_Ejercicio breve A_: Copia sin cambios las líneas de los registros a partir de la que contiene "In this exercise you will locate the patterned throw" y hasta el final de los registros, incluidos ambos extremos.

======

Con la recuperación del sujeto humano como centro de referencia y, con él, la atención al individuo, aunque sin olvidarse de la sociedad, la biografía, un género historiográfico tan viejo como la propia Historia, ha reencontrado su papel. Pero hablamos ahora de un relato biográfico riguroso, tan alejado de la hagiografía como de la hipercrítica visceral, que intenta conocer nuestros antecedentes, siguiendo como eje el estudio del personaje y de su contexto, para asomarnos a una época en su conjunto. Se trata de ganar en viveza y en realismo, sin perder un ápice de las posibilidades de la Historia como ciencia y, naturalmente, como medio para proyectar sobre lo pretérito algunos interrogantes del presente.

A partir de tales principios abordamos esta panorámica de Prim, no sólo para evaluar más correctamente su figura, sino para entender mejor una buena parte del siglo XIX. Lo hacemos convencidos de que el Ochocientos, ese siglo con el que ya no tenemos frontera cronológica directa, desempeña, tal vez en mayor grado que ningún otro, un papel decisivo en la conformación de la España que llega a nuestros días. En él, una extensa nómina de militares, desde Elío y Eguía hasta Martínez Campos o Weyler, motejados de modo tan genérico como simplista de «espadones», aunque las diferencias entre todos ellos serían, al menos, tantas y tan importantes como las coincidencias, ocupan, por unas u otras causas, el primer plano de la política nacional.

======

_Ejercicio breve B_: Repite literalmente el fragmento del artículo sobre Prim que comienza en las palabras "Con la recuperación" y termina con "interrogantes del presente.".

Entradas de anotación de coordenadas:
======

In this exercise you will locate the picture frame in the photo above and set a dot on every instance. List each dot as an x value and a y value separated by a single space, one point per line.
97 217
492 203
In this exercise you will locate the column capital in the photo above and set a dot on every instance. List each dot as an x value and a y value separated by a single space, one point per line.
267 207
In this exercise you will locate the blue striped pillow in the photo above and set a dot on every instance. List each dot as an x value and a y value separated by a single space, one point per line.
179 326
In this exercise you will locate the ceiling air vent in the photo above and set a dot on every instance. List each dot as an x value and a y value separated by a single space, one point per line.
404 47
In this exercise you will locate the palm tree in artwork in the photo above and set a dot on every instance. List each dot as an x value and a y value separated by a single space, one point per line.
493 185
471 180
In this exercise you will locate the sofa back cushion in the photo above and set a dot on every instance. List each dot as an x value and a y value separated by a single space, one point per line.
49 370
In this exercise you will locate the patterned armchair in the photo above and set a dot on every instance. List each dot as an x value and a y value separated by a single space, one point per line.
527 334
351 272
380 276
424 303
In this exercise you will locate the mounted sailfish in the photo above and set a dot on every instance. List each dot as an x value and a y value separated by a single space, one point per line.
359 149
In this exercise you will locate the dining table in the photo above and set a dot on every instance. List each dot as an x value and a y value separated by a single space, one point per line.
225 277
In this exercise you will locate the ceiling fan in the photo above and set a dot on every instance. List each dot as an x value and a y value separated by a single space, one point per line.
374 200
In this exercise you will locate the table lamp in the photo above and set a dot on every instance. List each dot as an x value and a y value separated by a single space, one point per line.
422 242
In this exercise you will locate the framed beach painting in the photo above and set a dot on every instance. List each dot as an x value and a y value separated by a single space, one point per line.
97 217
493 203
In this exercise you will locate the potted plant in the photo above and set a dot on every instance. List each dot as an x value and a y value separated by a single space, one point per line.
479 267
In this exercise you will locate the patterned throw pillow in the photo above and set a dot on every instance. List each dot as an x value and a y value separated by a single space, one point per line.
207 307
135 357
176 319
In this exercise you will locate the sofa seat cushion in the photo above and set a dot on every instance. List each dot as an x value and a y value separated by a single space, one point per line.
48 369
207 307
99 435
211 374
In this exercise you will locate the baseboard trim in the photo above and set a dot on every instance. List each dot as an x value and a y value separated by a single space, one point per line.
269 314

======

_Resultado A_:
In this exercise you will locate the patterned throw pillow in the photo above and set a dot on every instance. List each dot as an x value and a y value separated by a single space, one point per line.
207 307
135 357
176 319
In this exercise you will locate the sofa seat cushion in the photo above and set a dot on every instance. List each dot as an x value and a y value separated by a single space, one point per line.
48 369
207 307
99 435
211 374
In this exercise you will locate the baseboard trim in the photo above and set a dot on every instance. List each dot as an x value and a y value separated by a single space, one point per line.
269 314

_Resultado B_:
Con la recuperación del sujeto humano como centro de referencia y, con él, la atención al individuo, aunque sin olvidarse de la sociedad, la biografía, un género historiográfico tan viejo como la propia Historia, ha reencontrado su papel. Pero hablamos ahora de un relato biográfico riguroso, tan alejado de la hagiografía como de la hipercrítica visceral, que intenta conocer nuestros antecedentes, siguiendo como eje el estudio del personaje y de su contexto, para asomarnos a una época en su conjunto. Se trata de ganar en viveza y en realismo, sin perder un ápice de las posibilidades de la Historia como ciencia y, naturalmente, como medio para proyectar sobre lo pretérito algunos interrogantes del presente.